[To be done]: Could you copy out, character for character, the stretch of lines that opens with the line containing "as [[163, 39]]." and closes with the line containing "[[687, 262]]", both included, and nothing else?

[Entries supplied]:
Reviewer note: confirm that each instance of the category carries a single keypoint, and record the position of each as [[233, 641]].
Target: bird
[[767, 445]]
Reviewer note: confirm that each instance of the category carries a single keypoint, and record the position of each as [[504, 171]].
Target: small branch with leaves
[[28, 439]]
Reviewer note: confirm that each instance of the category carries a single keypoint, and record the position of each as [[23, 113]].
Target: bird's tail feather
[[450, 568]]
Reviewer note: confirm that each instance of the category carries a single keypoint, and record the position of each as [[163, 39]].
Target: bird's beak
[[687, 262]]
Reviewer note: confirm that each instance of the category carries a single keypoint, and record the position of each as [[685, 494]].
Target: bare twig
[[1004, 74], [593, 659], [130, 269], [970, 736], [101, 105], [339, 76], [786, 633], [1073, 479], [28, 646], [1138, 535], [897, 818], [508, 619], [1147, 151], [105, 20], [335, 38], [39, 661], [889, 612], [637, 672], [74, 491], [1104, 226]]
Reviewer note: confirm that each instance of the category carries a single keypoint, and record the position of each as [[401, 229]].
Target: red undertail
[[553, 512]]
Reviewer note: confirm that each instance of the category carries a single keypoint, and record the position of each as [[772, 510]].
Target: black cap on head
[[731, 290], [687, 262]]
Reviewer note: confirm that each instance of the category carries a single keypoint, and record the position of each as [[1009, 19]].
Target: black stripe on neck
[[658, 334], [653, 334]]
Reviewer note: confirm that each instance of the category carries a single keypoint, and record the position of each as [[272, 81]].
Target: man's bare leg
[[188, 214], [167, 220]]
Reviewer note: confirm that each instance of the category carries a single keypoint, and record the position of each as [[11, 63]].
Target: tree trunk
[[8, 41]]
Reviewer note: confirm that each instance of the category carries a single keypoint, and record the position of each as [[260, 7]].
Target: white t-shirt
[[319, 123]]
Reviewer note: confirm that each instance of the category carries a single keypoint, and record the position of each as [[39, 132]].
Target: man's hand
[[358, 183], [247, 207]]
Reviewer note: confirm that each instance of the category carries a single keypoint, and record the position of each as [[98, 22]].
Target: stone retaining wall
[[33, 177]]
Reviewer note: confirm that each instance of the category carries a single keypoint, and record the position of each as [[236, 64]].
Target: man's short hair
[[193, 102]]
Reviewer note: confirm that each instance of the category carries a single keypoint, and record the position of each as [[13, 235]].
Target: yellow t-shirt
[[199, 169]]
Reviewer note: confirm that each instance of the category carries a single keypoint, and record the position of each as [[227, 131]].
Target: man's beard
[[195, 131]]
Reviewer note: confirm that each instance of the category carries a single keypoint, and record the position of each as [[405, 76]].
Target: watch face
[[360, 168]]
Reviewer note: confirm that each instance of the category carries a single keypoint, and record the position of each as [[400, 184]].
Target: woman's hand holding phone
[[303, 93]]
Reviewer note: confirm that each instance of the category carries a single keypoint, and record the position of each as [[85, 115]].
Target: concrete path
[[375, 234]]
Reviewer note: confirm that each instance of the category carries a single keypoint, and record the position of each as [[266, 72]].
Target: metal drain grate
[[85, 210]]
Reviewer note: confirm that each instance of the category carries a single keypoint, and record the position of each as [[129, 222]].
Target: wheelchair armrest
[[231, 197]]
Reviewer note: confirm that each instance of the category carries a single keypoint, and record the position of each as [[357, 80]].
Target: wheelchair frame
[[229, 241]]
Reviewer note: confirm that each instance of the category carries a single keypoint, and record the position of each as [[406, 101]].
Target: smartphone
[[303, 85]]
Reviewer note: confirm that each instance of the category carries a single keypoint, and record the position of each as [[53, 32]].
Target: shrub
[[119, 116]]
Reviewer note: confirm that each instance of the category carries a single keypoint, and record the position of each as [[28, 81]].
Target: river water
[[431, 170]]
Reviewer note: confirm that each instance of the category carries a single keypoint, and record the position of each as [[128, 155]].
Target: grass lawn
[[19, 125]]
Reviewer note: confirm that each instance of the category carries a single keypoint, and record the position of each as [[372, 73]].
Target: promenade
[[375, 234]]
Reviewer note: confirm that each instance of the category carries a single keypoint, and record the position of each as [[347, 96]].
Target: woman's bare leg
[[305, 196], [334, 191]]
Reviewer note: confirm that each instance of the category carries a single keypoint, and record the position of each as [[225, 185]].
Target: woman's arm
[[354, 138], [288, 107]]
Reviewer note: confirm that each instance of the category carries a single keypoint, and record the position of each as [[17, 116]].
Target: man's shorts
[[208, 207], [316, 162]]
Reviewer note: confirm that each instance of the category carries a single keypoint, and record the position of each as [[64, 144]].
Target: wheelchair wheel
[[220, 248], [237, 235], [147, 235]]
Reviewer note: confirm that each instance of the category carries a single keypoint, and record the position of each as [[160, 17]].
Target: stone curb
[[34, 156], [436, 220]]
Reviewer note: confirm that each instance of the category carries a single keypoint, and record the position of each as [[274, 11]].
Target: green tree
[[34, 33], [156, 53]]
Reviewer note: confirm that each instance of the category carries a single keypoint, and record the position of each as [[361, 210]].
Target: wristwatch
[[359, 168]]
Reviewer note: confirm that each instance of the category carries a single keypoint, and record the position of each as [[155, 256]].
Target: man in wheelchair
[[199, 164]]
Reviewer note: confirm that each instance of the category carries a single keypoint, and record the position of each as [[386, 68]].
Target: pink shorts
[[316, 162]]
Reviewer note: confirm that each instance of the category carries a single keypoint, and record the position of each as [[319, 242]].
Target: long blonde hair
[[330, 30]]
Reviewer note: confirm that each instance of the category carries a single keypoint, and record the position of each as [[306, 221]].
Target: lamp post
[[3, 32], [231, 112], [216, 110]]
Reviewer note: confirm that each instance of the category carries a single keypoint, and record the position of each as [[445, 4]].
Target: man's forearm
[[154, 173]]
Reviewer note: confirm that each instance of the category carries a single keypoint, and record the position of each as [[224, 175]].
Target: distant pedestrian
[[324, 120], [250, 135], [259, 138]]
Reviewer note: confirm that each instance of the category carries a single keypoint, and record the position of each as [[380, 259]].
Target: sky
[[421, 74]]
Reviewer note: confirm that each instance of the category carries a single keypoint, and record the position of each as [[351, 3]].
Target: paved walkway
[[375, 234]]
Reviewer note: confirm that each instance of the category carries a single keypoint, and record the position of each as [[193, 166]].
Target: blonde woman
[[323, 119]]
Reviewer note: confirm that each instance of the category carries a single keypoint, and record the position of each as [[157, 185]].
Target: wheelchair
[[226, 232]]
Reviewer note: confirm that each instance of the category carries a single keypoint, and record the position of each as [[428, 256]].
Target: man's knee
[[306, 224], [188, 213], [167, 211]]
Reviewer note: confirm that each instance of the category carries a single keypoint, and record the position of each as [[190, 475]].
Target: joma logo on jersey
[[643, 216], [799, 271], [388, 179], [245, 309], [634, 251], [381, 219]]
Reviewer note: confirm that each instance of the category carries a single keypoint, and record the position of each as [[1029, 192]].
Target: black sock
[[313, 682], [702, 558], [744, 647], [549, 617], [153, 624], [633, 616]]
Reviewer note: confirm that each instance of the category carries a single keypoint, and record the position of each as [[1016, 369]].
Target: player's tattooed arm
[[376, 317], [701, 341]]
==
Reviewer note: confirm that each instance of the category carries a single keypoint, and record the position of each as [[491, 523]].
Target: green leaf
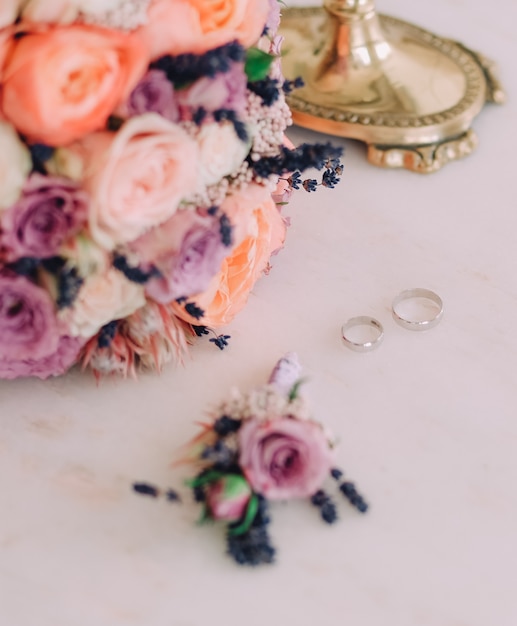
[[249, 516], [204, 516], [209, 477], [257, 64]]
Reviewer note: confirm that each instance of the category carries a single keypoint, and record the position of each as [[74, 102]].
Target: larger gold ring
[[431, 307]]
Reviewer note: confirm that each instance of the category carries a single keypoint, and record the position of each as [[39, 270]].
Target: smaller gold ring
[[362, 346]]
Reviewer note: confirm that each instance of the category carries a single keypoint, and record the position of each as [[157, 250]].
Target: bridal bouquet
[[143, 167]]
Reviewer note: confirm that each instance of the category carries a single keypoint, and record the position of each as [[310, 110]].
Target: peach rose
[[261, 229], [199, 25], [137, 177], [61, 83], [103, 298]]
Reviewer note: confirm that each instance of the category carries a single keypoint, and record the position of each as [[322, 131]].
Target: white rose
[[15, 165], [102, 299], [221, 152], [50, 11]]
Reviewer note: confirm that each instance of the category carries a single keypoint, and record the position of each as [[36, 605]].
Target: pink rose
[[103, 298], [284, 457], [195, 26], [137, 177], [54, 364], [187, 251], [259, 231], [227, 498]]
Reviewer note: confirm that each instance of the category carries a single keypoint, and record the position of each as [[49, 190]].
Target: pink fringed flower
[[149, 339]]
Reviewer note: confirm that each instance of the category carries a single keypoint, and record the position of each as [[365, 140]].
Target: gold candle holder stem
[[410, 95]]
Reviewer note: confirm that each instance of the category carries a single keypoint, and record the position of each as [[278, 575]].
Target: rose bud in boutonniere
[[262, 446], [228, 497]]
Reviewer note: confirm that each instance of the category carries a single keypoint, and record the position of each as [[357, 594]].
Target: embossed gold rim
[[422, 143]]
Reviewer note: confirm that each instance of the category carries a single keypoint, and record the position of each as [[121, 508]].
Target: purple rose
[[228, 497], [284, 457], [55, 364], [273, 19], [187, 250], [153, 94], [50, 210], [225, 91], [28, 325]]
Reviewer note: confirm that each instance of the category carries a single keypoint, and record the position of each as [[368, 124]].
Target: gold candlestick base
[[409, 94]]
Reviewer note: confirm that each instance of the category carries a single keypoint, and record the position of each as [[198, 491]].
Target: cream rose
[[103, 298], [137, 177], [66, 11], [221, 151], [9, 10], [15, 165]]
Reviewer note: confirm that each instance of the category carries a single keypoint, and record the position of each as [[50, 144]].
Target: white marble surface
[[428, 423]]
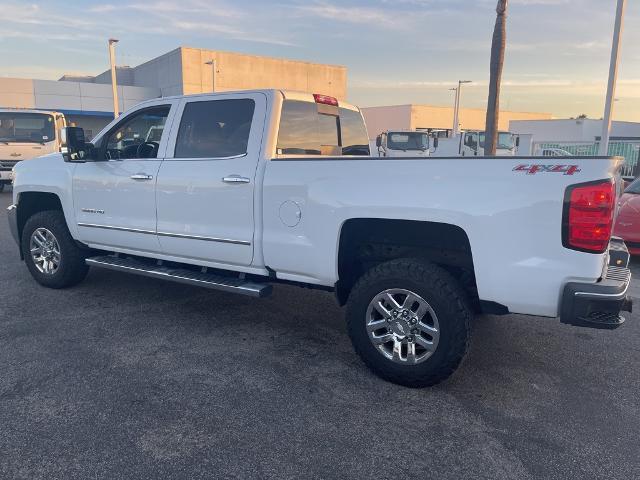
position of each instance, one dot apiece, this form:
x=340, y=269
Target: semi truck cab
--
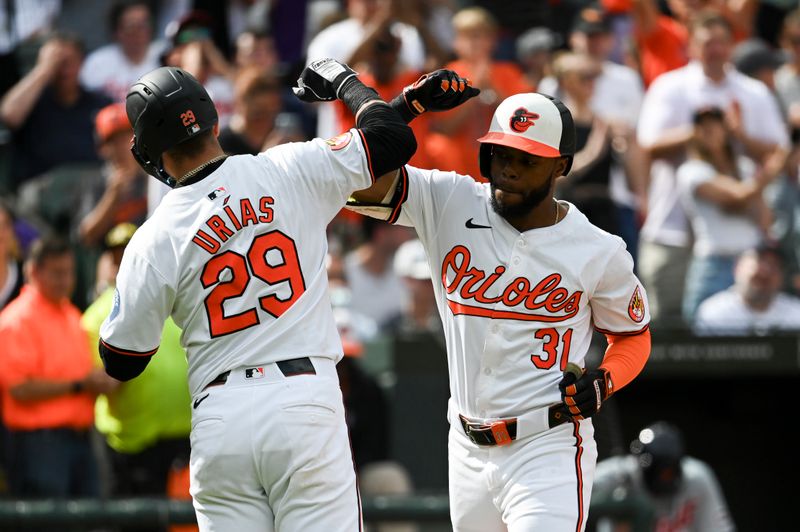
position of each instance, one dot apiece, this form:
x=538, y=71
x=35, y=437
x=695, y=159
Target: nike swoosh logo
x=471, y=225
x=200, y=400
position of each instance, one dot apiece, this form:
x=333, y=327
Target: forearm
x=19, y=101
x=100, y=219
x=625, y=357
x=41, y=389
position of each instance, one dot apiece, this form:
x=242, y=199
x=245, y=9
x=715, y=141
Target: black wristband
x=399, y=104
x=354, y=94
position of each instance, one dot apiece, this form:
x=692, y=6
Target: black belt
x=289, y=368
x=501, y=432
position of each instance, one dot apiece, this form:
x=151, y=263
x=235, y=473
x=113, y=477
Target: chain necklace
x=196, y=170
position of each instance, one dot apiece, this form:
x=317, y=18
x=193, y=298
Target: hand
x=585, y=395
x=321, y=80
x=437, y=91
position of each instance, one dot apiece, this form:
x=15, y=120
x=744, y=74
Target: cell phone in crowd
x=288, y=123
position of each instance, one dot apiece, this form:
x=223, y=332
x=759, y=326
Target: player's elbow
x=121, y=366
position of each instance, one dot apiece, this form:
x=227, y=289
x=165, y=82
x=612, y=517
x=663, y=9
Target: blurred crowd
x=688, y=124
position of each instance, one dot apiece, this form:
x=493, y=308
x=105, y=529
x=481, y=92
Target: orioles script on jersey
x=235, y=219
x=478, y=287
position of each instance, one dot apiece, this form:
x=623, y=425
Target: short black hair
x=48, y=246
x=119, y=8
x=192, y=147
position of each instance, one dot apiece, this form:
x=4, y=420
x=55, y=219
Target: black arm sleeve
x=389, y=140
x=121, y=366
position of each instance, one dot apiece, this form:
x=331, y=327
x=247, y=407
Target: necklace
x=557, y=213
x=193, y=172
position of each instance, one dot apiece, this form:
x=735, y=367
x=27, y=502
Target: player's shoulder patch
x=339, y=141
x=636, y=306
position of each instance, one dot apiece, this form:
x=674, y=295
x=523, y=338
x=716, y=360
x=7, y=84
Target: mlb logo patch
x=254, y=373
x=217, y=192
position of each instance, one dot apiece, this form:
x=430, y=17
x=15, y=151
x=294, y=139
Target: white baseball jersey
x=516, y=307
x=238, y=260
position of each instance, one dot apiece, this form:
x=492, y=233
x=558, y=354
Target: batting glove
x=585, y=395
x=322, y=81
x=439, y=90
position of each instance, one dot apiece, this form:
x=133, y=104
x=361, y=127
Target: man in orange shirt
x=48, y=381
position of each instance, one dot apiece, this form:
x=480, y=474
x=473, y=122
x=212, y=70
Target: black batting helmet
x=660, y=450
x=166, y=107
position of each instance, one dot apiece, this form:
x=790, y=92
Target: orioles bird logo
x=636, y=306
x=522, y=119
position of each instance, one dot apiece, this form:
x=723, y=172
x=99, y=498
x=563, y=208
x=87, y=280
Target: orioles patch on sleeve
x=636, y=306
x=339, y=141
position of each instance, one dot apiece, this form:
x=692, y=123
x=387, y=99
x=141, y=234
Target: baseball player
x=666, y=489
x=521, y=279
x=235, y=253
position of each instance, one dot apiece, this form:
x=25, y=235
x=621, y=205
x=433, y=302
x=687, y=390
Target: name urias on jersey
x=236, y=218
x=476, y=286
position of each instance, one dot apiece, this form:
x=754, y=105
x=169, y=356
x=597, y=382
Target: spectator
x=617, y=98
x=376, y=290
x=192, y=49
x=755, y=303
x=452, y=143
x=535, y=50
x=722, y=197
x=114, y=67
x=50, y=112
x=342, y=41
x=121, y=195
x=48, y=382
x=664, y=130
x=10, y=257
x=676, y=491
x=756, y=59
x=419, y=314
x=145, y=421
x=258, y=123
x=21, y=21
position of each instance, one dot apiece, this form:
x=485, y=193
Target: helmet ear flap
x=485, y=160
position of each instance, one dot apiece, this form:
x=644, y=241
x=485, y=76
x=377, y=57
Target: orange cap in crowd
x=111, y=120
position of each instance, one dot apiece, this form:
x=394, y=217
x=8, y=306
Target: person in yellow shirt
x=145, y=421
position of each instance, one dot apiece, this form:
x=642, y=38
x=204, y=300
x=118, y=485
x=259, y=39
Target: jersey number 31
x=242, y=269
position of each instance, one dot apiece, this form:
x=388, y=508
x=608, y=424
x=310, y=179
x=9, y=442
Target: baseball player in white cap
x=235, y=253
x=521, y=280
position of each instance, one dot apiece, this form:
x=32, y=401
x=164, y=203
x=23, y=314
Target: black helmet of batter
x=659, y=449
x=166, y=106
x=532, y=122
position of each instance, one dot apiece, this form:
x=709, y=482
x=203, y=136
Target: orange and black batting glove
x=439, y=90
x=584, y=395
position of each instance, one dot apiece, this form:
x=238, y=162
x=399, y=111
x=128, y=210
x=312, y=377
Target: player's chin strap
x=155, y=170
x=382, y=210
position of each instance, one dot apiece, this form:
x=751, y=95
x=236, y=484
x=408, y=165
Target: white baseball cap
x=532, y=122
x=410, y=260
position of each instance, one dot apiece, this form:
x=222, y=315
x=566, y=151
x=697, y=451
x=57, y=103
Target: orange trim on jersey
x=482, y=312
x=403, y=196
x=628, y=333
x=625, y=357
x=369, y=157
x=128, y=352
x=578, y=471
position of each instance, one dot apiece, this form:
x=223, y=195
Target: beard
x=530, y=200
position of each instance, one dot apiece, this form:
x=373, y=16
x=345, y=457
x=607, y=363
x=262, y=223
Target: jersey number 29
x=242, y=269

[Reply to the task]:
Reviewer note: confirm that each instance of the category carries a single keypoint, and record the position of each as [[163, 39]].
Target: bird's beak
[[687, 262]]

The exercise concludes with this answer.